Set task: Change every "pick out" in the listing to "mark" and reproduce all of its lines with nothing else altered.

Records in a dataset
══════

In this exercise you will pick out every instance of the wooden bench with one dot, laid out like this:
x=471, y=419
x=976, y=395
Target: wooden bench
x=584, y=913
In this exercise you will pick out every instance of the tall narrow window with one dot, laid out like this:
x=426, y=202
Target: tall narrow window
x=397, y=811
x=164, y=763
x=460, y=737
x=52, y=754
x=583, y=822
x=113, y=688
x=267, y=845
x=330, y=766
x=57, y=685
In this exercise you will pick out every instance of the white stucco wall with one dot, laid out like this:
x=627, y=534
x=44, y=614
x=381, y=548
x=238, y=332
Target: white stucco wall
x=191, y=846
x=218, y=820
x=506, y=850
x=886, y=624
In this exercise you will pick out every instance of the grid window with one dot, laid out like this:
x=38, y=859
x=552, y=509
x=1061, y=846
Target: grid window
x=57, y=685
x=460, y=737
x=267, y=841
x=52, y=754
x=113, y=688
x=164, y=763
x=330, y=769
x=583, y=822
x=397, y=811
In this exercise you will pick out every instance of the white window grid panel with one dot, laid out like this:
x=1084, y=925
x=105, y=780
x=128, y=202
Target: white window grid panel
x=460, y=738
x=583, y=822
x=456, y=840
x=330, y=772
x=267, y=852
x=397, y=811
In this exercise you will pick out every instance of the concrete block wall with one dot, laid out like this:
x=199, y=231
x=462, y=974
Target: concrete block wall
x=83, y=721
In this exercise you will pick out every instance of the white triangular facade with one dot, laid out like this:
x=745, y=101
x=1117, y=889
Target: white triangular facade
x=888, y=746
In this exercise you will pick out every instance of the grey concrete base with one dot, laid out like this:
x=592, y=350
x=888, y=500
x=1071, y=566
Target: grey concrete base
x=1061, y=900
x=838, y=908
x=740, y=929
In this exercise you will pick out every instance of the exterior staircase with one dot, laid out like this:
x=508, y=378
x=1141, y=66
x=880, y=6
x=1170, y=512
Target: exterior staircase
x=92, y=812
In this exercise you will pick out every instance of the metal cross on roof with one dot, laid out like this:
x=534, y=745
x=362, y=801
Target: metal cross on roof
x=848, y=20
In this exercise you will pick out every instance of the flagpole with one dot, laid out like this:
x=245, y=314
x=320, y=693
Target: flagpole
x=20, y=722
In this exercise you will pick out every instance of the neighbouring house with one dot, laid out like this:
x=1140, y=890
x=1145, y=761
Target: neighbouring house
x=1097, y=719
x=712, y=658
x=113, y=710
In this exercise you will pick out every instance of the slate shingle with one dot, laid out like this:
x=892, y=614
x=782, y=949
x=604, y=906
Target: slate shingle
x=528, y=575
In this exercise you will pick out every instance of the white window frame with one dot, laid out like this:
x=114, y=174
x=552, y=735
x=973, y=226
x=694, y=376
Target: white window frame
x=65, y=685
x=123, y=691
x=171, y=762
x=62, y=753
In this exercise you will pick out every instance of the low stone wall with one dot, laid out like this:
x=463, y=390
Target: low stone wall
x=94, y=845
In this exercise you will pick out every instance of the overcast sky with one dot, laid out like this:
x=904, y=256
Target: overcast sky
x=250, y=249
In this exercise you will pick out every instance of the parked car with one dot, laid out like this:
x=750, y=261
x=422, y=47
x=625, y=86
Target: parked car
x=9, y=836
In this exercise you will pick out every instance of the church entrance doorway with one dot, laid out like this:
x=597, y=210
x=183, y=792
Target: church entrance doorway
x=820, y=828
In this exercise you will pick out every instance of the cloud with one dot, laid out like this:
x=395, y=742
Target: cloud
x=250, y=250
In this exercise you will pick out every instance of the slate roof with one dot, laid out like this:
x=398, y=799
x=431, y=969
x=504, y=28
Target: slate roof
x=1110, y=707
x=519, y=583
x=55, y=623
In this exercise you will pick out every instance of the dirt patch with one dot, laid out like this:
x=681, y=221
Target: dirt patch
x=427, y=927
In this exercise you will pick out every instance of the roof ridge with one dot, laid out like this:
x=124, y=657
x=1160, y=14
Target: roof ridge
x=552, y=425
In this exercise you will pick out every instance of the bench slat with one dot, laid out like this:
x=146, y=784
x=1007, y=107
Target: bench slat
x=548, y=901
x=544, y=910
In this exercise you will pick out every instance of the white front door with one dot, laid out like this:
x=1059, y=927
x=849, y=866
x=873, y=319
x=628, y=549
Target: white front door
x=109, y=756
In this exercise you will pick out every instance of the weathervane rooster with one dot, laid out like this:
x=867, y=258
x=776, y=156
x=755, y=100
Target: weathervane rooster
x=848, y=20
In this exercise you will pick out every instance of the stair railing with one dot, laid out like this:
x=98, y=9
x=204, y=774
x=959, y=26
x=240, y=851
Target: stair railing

══════

Task answer:
In this exercise you will mark every instance of the wooden bench with one dot, laid out like this:
x=471, y=419
x=976, y=395
Target: wooden bench
x=584, y=913
In this exercise you will mark every instance of the tall narrow window with one dot, laid out like this:
x=426, y=202
Target: tall narrow window
x=397, y=811
x=164, y=763
x=460, y=737
x=52, y=754
x=583, y=822
x=113, y=688
x=267, y=845
x=330, y=766
x=57, y=685
In this exercise you will mark every instance of the white stucco wall with one dot, laid out like this:
x=627, y=534
x=44, y=614
x=381, y=548
x=238, y=332
Target: white stucco wall
x=191, y=846
x=218, y=820
x=506, y=850
x=886, y=624
In this exercise you will mark every instance of the grid window with one dot, laid out like this:
x=38, y=859
x=552, y=509
x=1061, y=846
Target: grid window
x=57, y=685
x=460, y=737
x=267, y=841
x=52, y=754
x=113, y=688
x=164, y=763
x=330, y=769
x=583, y=822
x=397, y=811
In this exercise you will mark every instance of the white window grid panel with one dot, laid out like this:
x=1084, y=925
x=105, y=780
x=128, y=202
Target: white window grid panel
x=460, y=738
x=583, y=822
x=456, y=840
x=330, y=772
x=267, y=852
x=397, y=811
In this exercise you will mark every instance of the concrete block wall with one dot, laid out like this:
x=199, y=231
x=462, y=974
Target: concrete block wall
x=83, y=721
In this exercise you will mark every instance of the white triangular facade with one dot, laid out like this:
x=745, y=101
x=1117, y=889
Target: white triangular facade
x=888, y=746
In this exercise you will mark every instance of the grey concrete base with one dot, laid out like this:
x=592, y=350
x=888, y=500
x=1071, y=566
Target: grey concrete base
x=1061, y=900
x=838, y=908
x=740, y=929
In this exercise you will mark every instance of the exterior staircase with one dot, laid out like this:
x=508, y=378
x=1141, y=66
x=880, y=6
x=1170, y=512
Target: exterior staircase
x=92, y=812
In this exercise you will mark every instance of the metal cross on roof with one dot, laid out like this:
x=534, y=745
x=362, y=801
Target: metal cross on roof
x=848, y=20
In this exercise you will mark every instance of the flagpole with one dot, laid out like this:
x=245, y=314
x=320, y=693
Target: flagpole
x=20, y=722
In this exercise you will mark every instance of the neighbouring house with one dot, laid out like this:
x=1140, y=890
x=1145, y=761
Target: neighbouring house
x=1097, y=719
x=712, y=658
x=113, y=710
In this exercise you will mark every instance of the slate shingle with one dot, laid out like this:
x=892, y=614
x=782, y=949
x=604, y=906
Target: slate shingle
x=528, y=575
In this exercise you will mark every instance of the white window frame with one dot, laid out like this:
x=114, y=174
x=552, y=735
x=973, y=226
x=694, y=376
Target: white window frame
x=65, y=685
x=123, y=691
x=171, y=762
x=62, y=753
In this exercise you will mark every instance of the low stone wall with one dot, laid out like this:
x=463, y=390
Target: low stone wall
x=94, y=845
In this exercise you will mark every instance of the overcast sky with one dot, laid out like this:
x=904, y=256
Target: overcast sky
x=250, y=249
In this exercise you will mark every instance of the parked car with one dot, laid out like this:
x=750, y=261
x=422, y=47
x=625, y=86
Target: parked car
x=9, y=836
In this exercise you will mark every instance of the church entrance doorway with one dot, laid out like this:
x=597, y=210
x=183, y=792
Target: church entrance doorway
x=820, y=828
In this exercise you will mark every instance of the cloud with one dot, laid out like this:
x=395, y=742
Target: cloud
x=250, y=250
In this exercise you will mark every instance of the slate roof with one dot, laid out like this:
x=398, y=799
x=431, y=969
x=504, y=28
Target: slate roof
x=1110, y=707
x=519, y=583
x=55, y=623
In this exercise you will mark every instance of the dirt patch with one dot, laid out like this:
x=681, y=221
Target: dirt patch
x=427, y=927
In this exercise you will mark every instance of the roof ridge with one dot, laid out like this:
x=124, y=657
x=1160, y=14
Target: roof ridge
x=552, y=425
In this exercise you will mark every instance of the bench slat with one dot, laid out like this:
x=146, y=784
x=1007, y=107
Target: bench slat
x=548, y=901
x=544, y=910
In this exercise you will mark every instance of the white front door with one dot, laid out like this:
x=1059, y=927
x=849, y=866
x=873, y=319
x=628, y=549
Target: white front door
x=109, y=756
In this exercise you will mark every instance of the weathervane rooster with one dot, laid out like this:
x=867, y=258
x=776, y=156
x=755, y=100
Target: weathervane rooster
x=848, y=20
In this exercise you will mark every instance of the stair railing with one dot, laid out like this:
x=98, y=9
x=204, y=774
x=959, y=26
x=240, y=851
Target: stair railing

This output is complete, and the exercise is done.